WORK TO BE COMPLETED
Gather all lines from the material that contain the word "point".

[[ SUPPLIED RECORDS, beginning ]]

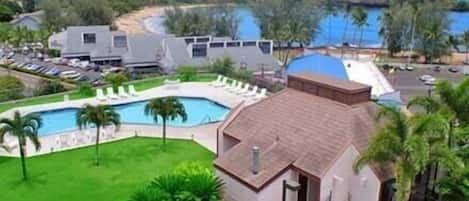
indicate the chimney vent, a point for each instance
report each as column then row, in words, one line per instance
column 255, row 160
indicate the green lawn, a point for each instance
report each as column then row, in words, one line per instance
column 126, row 166
column 74, row 95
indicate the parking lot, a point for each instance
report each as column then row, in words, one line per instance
column 410, row 85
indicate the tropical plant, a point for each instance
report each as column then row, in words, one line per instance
column 116, row 79
column 449, row 100
column 410, row 144
column 22, row 127
column 187, row 73
column 99, row 116
column 167, row 108
column 190, row 183
column 223, row 65
column 360, row 19
column 466, row 43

[[ SUPPLIED RECORDS, end ]]

OUTPUT FOR THIS EXERCISE
indicate the chimney vent, a point for each instance
indicate the green lawn, a point for each instance
indicate the parking lot, a point for each instance
indicate the tropical plant, a point for each instance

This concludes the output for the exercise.